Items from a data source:
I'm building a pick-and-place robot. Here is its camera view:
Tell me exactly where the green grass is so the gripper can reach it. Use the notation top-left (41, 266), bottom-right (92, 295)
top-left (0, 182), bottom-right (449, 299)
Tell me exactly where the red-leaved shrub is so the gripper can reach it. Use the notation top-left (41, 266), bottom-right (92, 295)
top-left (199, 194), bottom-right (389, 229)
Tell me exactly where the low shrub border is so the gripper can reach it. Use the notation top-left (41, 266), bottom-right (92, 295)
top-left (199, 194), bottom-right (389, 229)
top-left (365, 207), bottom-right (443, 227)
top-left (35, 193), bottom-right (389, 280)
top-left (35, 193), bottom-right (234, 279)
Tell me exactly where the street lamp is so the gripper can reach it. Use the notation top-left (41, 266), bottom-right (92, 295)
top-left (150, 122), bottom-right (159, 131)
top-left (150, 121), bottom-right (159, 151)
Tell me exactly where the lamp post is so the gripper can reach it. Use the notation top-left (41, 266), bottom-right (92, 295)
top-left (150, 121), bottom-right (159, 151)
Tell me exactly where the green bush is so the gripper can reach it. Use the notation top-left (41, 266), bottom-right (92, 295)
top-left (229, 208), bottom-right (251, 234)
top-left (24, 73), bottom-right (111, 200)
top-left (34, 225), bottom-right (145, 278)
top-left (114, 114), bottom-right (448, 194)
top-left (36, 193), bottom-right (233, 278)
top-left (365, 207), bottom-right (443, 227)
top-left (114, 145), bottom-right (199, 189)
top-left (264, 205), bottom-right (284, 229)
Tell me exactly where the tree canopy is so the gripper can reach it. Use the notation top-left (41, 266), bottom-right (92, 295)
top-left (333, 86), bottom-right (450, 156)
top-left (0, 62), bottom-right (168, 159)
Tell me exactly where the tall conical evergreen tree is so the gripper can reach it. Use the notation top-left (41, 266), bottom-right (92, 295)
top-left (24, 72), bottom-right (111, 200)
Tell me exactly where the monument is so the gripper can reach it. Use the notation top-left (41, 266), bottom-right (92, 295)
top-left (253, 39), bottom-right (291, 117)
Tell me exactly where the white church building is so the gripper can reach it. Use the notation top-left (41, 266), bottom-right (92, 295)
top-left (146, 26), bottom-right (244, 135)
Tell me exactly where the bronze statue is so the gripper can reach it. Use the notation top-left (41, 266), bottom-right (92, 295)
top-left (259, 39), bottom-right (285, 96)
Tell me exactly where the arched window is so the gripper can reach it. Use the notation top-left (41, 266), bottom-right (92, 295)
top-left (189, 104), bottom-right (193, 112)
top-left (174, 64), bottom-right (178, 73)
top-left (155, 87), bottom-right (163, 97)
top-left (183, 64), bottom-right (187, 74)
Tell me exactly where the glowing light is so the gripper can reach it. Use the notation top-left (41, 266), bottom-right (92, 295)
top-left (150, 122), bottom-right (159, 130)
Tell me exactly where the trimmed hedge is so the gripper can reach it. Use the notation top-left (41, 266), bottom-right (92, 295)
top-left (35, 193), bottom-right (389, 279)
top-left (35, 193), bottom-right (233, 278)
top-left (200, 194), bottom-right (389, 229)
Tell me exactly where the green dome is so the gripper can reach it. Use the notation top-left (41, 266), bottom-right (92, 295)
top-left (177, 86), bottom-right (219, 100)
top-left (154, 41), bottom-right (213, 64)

**PROBLEM STATEMENT:** Each line above is to be restated exactly.

**ANSWER SPACE:**
I'm building a pick-and-place robot. Here is its camera view:
Tell me exactly where the green grass is so the gripper can reach it. Use the notation top-left (41, 266), bottom-right (92, 295)
top-left (0, 182), bottom-right (449, 299)
Tell me exactly where the red-leaved shrub is so the gripper can reach it. Use the notation top-left (41, 266), bottom-right (92, 295)
top-left (199, 194), bottom-right (389, 229)
Tell me exactly where the low shrub border is so the gripper can reach it. Use the notation top-left (41, 266), bottom-right (92, 295)
top-left (199, 194), bottom-right (389, 229)
top-left (365, 207), bottom-right (443, 227)
top-left (35, 193), bottom-right (389, 280)
top-left (35, 193), bottom-right (234, 279)
Tell me exactly where the street lamp is so the gripper can reach it. Use the notation top-left (41, 266), bottom-right (92, 295)
top-left (150, 122), bottom-right (159, 131)
top-left (150, 121), bottom-right (159, 151)
Tell me exactly where the lamp post is so the gripper can reach it. Use the notation top-left (41, 266), bottom-right (92, 295)
top-left (150, 121), bottom-right (159, 151)
Tell me exactly where the green bush is so the gripper can reach it. Use the notation top-left (41, 266), bottom-right (92, 295)
top-left (229, 208), bottom-right (251, 234)
top-left (24, 73), bottom-right (111, 200)
top-left (34, 225), bottom-right (145, 278)
top-left (114, 114), bottom-right (448, 194)
top-left (36, 193), bottom-right (233, 278)
top-left (365, 207), bottom-right (443, 227)
top-left (114, 145), bottom-right (199, 189)
top-left (264, 205), bottom-right (284, 229)
Tell me exactly where the tree canopy is so the gripper can reach it. Use the notation top-left (41, 266), bottom-right (92, 295)
top-left (333, 86), bottom-right (450, 156)
top-left (0, 62), bottom-right (168, 159)
Tell me exactly where the tall conical evergreen tree is so the gripper can reach it. Use the notation top-left (41, 266), bottom-right (92, 295)
top-left (24, 72), bottom-right (111, 200)
Tell me exactly where the monument is so the gripper can reach it. Use the notation top-left (41, 266), bottom-right (92, 295)
top-left (253, 39), bottom-right (291, 117)
Tell me exactly where the white church building is so the gripper can reach it. Use the notation top-left (41, 266), bottom-right (92, 295)
top-left (146, 26), bottom-right (244, 135)
Tell me exactly where the bronze statue is so the gripper can reach it. Use the notation top-left (41, 266), bottom-right (92, 295)
top-left (259, 39), bottom-right (285, 96)
Tell me exactly where the arched window is so the gripper can reach it. Use the notation top-left (41, 266), bottom-right (92, 295)
top-left (189, 104), bottom-right (193, 112)
top-left (174, 64), bottom-right (178, 73)
top-left (155, 87), bottom-right (163, 97)
top-left (183, 64), bottom-right (187, 74)
Tell me exactly where the glowing light is so the gripper can reach it. Use the notation top-left (41, 266), bottom-right (92, 295)
top-left (150, 122), bottom-right (159, 130)
Tell me exactly where the trimmed hedge is so the gripper can reach it. Use the notation top-left (41, 266), bottom-right (92, 295)
top-left (35, 193), bottom-right (389, 279)
top-left (35, 193), bottom-right (233, 278)
top-left (200, 194), bottom-right (389, 229)
Tell me exactly where the green dome is so the gripper can reach it. Use the notation top-left (41, 266), bottom-right (92, 295)
top-left (177, 86), bottom-right (219, 100)
top-left (154, 41), bottom-right (213, 64)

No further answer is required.